É vê-los em grupos, agora que estão de férias, nas ruas, muito próximos uns dos outros e sem máscaras ou outro meio de protecção.
Se perguntados, quase todos responderão desta forma, apenas com algumas variantes: “Sim, eu queria usar máscara...mas como obter uma, se são tão caras!?”
Já se parou um momento para se questionar sobre a exorbitância que passou a ser, em termos de preço, uma máscara descartável, dita cirúrgica comprada nas farmácias?
O que surpreende e não se compreende é que antes da pandemia, sem “doações”, sem subsidiação e sem grande procura de máscaras – economia de escala – o seu preço era em média 15$00 por unidade e actualmente, após o surto pandémico, em que a procura e a necessidade das máscaras terão, logicamente, aumentado exponencialmente, elas passaram a custar em média, mais de 100$00 por unidade, isto é, quase sete vezes mais. Atenção: 7 vezes mais!!!
Será que o Estado, através dos mecanismos adequados não poderá pôr cobro a esse “lucrativo” negócio de máscaras?
Não estará a haver uma especulação visível e consentida num momento tão frágil e tão delicado de Saúde Pública?  
Quem poderá ter a coragem de tirar escandalosa e oportunisticamente proveito da pandemia?

════════════════════

#### EXERCÍCIO
Dê continuidade, por favor, ao texto sobre o preço das máscaras a partir da última frase apresentada. Os dados que se seguem não têm qualquer relação com o texto.

════════════════════

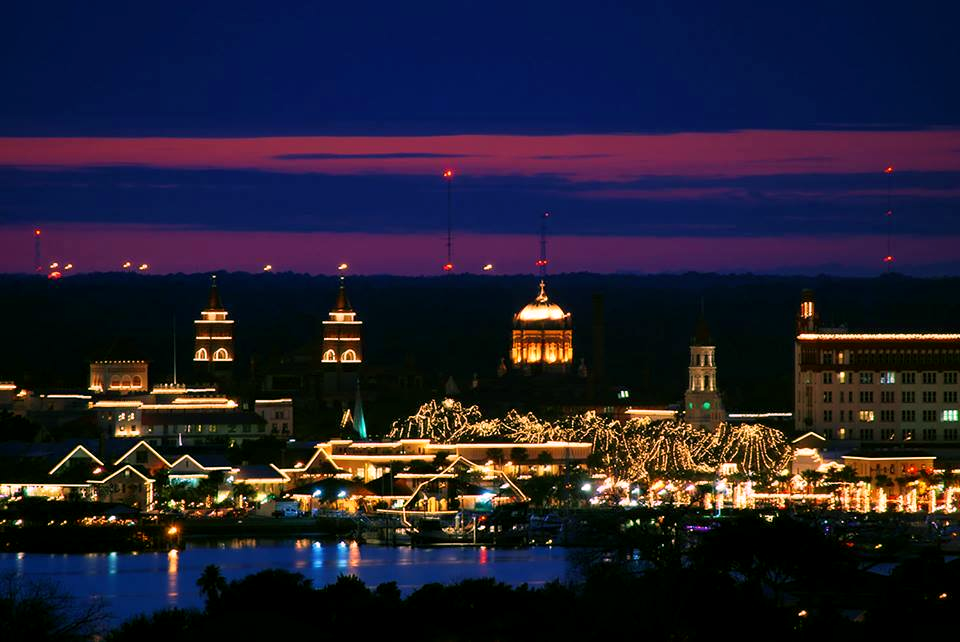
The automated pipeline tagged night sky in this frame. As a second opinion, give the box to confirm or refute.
[0,1,960,274]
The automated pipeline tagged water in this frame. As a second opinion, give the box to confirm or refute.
[0,539,568,622]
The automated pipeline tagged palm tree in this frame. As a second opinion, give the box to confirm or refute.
[197,564,227,605]
[510,446,530,472]
[800,470,823,493]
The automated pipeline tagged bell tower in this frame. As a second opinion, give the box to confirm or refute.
[684,312,726,430]
[193,274,234,373]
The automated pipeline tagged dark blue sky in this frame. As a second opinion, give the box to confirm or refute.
[0,2,960,271]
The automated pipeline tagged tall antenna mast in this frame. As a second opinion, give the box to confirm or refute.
[33,227,43,273]
[173,316,177,385]
[883,165,893,272]
[537,212,550,279]
[443,169,453,272]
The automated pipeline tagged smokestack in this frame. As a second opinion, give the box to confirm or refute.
[590,292,607,398]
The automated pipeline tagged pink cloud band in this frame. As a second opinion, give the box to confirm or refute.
[0,224,960,275]
[0,129,960,181]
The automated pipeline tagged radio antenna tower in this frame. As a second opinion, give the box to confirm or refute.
[33,227,43,274]
[443,169,453,272]
[537,212,550,280]
[883,165,893,272]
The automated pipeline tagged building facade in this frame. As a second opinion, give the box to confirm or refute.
[794,292,960,444]
[193,275,234,371]
[321,277,363,366]
[510,281,573,372]
[683,316,726,430]
[89,361,148,393]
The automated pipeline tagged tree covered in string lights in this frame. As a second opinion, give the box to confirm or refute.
[388,399,482,442]
[696,423,790,474]
[389,399,790,481]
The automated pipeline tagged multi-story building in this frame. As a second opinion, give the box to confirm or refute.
[321,277,363,367]
[193,275,234,374]
[88,361,148,393]
[794,290,960,444]
[683,315,726,430]
[253,397,293,439]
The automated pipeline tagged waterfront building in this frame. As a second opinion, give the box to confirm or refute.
[89,361,149,394]
[510,280,573,374]
[321,277,363,369]
[794,290,960,445]
[683,314,726,430]
[842,448,936,495]
[90,397,266,446]
[253,397,294,439]
[193,275,234,374]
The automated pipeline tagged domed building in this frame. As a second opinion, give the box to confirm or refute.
[510,280,573,372]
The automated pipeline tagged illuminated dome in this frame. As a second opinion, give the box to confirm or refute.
[510,281,573,372]
[516,281,567,321]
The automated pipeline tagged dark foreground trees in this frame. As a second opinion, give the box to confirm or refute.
[9,510,960,642]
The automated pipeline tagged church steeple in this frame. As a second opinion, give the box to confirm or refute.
[207,274,223,312]
[193,275,234,366]
[684,303,726,430]
[321,276,363,365]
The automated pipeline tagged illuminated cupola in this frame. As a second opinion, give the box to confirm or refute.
[510,281,573,372]
[321,277,363,365]
[684,314,726,430]
[193,275,233,365]
[797,290,820,334]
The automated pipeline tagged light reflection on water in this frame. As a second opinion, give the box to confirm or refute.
[0,539,567,619]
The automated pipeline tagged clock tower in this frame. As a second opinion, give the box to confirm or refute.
[683,313,726,431]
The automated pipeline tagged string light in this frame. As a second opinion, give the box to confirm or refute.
[388,399,791,481]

════════════════════

#### RESULTADO
Quem estará a fazer negócio com a Saúde Pública tolhendo os jovens e as famílias de parcos recursos o acesso aos meios de protecção indo mesmo ao arrepio das grandes orientações das autoridades sanitárias sobre a matéria?
 Num país em que a média da população é pobre e proveniente de família numerosa e monoparental; em que o problema de habitação e alojamento – espaço de isolamento ou de coabitação – se põe com grande acuidade; em que o risco de contágio e de difusão do covid-19 é altíssimo; em que a faixa da população que não possui condições económicas para usar os tais recomendados equipamentos de protecção individual e social é muito significativa, não deveria o Governo, na sua política de prevenção, procurar em primeira instância, soluções que colmatassem essas situações? Que facilitasse a protecção e combatesse a disseminação?
E digam-me como exigir que os nossos estudantes usem máscaras se os preços delas são incomportáveis com o poder de compra da maior parte da população cabo-verdiana? O salário mínimo é de 13.000,00 CV, isto é, menos de 450,00 por dia! Acresce-se a isso o aumento do desemprego, devido ao Covid-19.
Convém ter presente que em breve iniciar-se-ão as insubstituíveis aulas presenciais.
Isto é, vamos ter Professores e alunos numa sala de aula – com os cuidados profilácticos necessários – pois só assim é que se realiza em plenitude, o acto didáctico/pedagógico a que damos o nome de aula.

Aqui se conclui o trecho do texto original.